__EXCERPT PROVIDED__:
Photographs by Gary Calton for The Observer
Most people call Platt Bridge a village, though it is not the picture-postcard kind. It is one of the eight or 10 towns and villages in a crescent around the southern edges of Wigan that form the Makerfield constituency.
This is where Andy Burnham set out his stall for the forthcoming byelection, even before his official campaign launch, because the experiences of its people dramatise his big themes; you have been under-resourced and overlooked; the place you call home has been left to decay; government – national as well as local – needs to step in to help you thrive again.
Burnham could win in Platt Bridge, but it is just as likely that he will lose. He may lose marginally and still win the seat overall because he will do better in other parts of the constituency – or lose badly and lose everything. For David Blunkett, Labour greybeard, the jeopardy of Makerfield is almost frightening: “If we lose this, we are really, really in trouble. Not just as a party, but as a country.”
At the centre of the village is a McDonald’s drive-through and an Iceland supermarket, and here, early on New Year’s Day 2025, a torrent of water rushed downhill from the burst banks of Hey Brook just to the south, flooding at least 35 homes and 11 businesses. There were no defences to speak of, even though the last floods had been only 10 years earlier and the area was classified as relatively high risk.
That flood is the fountainhead of the case Burnham makes to be MP and prime minister, and beneath its surface lies all the questions about whether his huge gamble will pay off.
Dawn Royds got halfway downstairs that morning, saw the water in her front room, turned tail and collapsed in tears. Not again, surely. “We were told in 2015 that it was an act of God, that it would never happen again… and we believed them. So to wake up to that was a slap in the face.”
“Them”, the people Royds believed – the authorities, the council – had failed, in her view, to prevent a foreseeable disaster. The memory of it still moves her to wrenching tears and the trauma might have entrenched her view of an uncaring state, but instead, it flipped it.

__AIM OF THE EXERCISE__:
Answer these questions using the article on Platt Bridge and the Makerfield byelection:
(a) How many homes and businesses were flooded on New Year's Day 2025?
(b) What does Dawn Royds say she and others were told in 2015?
(c) Who said, "If we lose this, we are really, really in trouble"?

__INFORMATION SHOWN__:
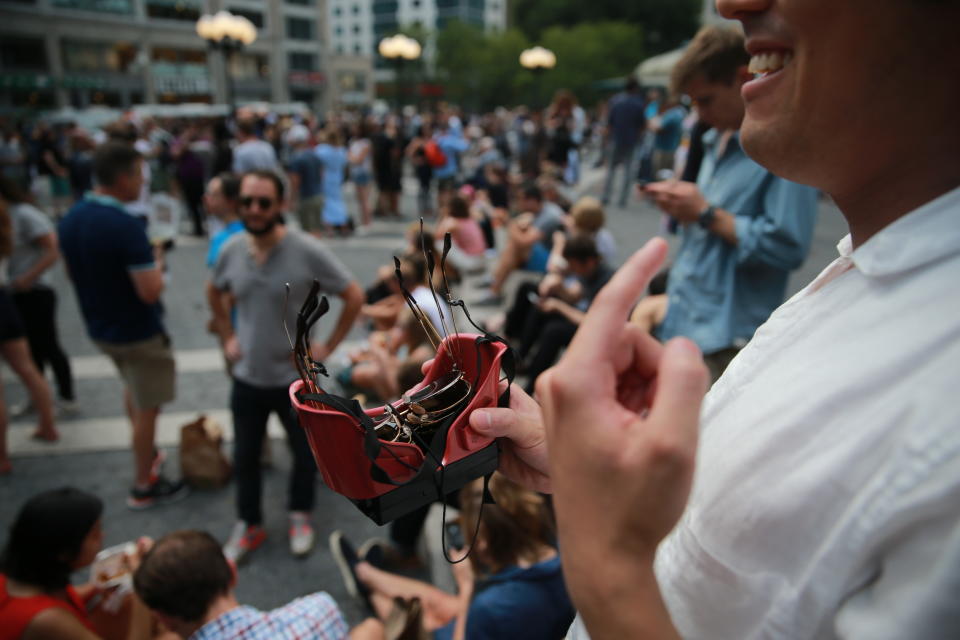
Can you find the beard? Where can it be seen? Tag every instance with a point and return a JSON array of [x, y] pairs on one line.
[[265, 229]]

__SOLUTION__:
(a) At least 35 homes and 11 businesses.
(b) That the flood was an act of God and would never happen again.
(c) David Blunkett.